### Task brief
Render every line of the records below as a numbered list, omitting blank lines and the picture.
== Rows ==
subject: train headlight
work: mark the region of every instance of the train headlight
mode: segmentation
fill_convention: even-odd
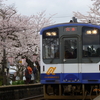
[[[56,32],[46,32],[46,36],[57,36]]]
[[[56,36],[57,33],[56,32],[51,32],[52,36]]]
[[[92,30],[92,34],[97,34],[97,30]]]
[[[97,30],[88,30],[87,32],[86,32],[86,34],[97,34],[98,33],[98,31]]]
[[[50,32],[46,32],[46,36],[51,36],[51,33]]]

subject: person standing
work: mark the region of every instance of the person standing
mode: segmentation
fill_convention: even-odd
[[[25,69],[25,78],[26,78],[26,84],[29,84],[31,82],[31,74],[32,74],[32,68],[30,66],[27,66]]]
===
### Task answer
1. subject: train headlight
2. work: mark the region of every instance of the train headlight
3. mode: segmentation
4. fill_convention: even-odd
5. [[[56,32],[46,32],[46,36],[57,36]]]
6. [[[56,36],[57,33],[56,32],[51,32],[52,36]]]
7. [[[92,30],[92,34],[97,34],[97,30]]]
8. [[[97,30],[88,30],[87,32],[86,32],[86,34],[97,34],[98,33],[98,31]]]
9. [[[50,32],[46,32],[46,36],[51,36],[51,33]]]
10. subject: person standing
11. work: mark the region of every instance of the person standing
12. mode: segmentation
13. fill_convention: even-odd
14. [[[25,69],[25,78],[26,78],[26,84],[29,84],[31,82],[31,74],[32,74],[32,68],[30,66],[27,66]]]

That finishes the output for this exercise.